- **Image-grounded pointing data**

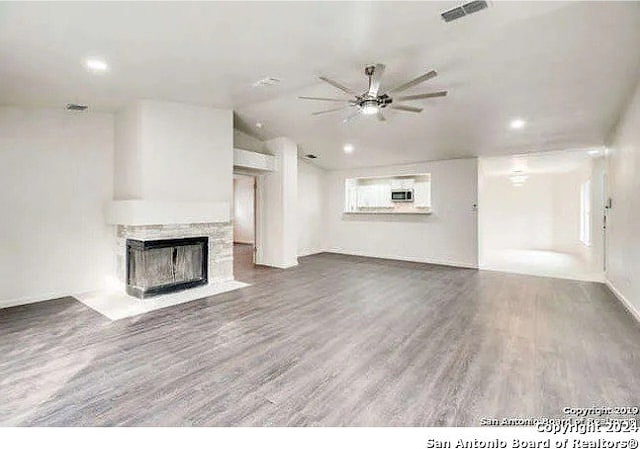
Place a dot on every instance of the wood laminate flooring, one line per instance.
(337, 341)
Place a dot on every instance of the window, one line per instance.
(585, 213)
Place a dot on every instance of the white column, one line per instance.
(278, 246)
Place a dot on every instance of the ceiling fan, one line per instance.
(372, 102)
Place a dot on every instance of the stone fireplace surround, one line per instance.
(220, 236)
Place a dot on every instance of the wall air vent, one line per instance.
(453, 14)
(461, 11)
(76, 107)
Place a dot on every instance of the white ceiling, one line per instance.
(564, 67)
(546, 162)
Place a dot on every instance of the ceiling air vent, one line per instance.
(76, 107)
(461, 11)
(475, 6)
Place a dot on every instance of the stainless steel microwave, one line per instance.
(402, 195)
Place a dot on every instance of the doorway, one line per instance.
(244, 222)
(542, 214)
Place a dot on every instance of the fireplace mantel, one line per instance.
(144, 213)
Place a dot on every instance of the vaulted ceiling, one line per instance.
(565, 68)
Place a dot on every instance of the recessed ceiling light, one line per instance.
(96, 65)
(517, 123)
(268, 81)
(370, 107)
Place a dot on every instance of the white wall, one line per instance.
(542, 214)
(447, 236)
(56, 174)
(243, 209)
(311, 215)
(174, 152)
(246, 142)
(516, 217)
(623, 221)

- **Task brief**
With the images removed, give back every entry exactly as shown.

- **Exercise result**
Place a dot on every instance of the wood laminate flooring, one line per instance.
(337, 341)
Place a dot on every instance of the window, one line per instance.
(585, 213)
Place a dot on every instance of the white column, one line per instance.
(278, 246)
Place a dot on every instance of the ceiling fan, one line per instance.
(372, 102)
Place a dot on every instance of the stone fireplace surround, one line per instance.
(220, 236)
Place a dot on every instance of the wall air vent, one line per instance.
(453, 14)
(461, 11)
(76, 107)
Place a dot on every instance of the white ceiling, one line per instance.
(564, 67)
(546, 162)
Place a dot on every instance of the ceiling air vent, one line per instance.
(76, 107)
(461, 11)
(475, 6)
Place a dot on every instance of the stainless steel microwave, one line per instance.
(402, 195)
Place a dot on every instance of the doorway, one line per instance.
(244, 222)
(542, 214)
Place a dot on every instance of the fireplace mantel, one line per instance.
(144, 213)
Place a dot on every instance of the vaulted ceiling, one line per instance.
(565, 68)
Place a dot on every instance of the recessed ceiling light, one line per instance.
(96, 65)
(517, 123)
(268, 81)
(370, 107)
Place a dot on every instance of the white wall, one line per instance.
(542, 214)
(447, 236)
(56, 174)
(243, 209)
(311, 215)
(174, 152)
(246, 142)
(516, 217)
(623, 221)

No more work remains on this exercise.